- [GIVEN PROBLEM]: Pull out each line of the records below that contains the word "cloud", and copy those lines as they appear.

- [MATERIAL SUPPLIED]:
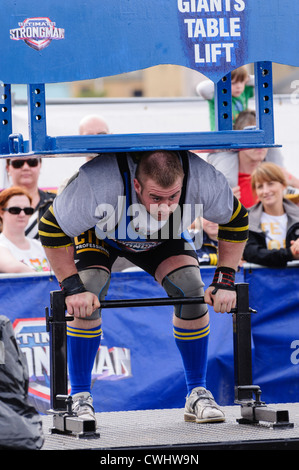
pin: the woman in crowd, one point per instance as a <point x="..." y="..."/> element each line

...

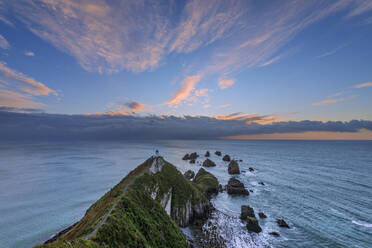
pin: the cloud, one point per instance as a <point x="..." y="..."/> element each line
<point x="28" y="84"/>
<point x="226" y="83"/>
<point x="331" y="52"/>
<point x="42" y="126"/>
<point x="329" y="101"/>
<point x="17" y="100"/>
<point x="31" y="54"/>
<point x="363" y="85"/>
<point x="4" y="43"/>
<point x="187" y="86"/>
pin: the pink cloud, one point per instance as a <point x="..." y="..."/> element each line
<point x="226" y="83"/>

--

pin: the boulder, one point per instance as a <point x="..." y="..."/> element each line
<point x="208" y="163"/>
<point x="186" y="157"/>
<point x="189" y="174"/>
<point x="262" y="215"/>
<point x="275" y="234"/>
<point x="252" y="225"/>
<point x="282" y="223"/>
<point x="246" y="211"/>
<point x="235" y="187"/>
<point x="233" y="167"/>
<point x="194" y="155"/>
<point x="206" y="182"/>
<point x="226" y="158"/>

- [RESULT FOR THIS EXERCISE]:
pin: the cloud, one point per instance as a <point x="..." y="..."/> element each line
pin: the pink cloud, one point per instance as a <point x="..." y="..."/> element each line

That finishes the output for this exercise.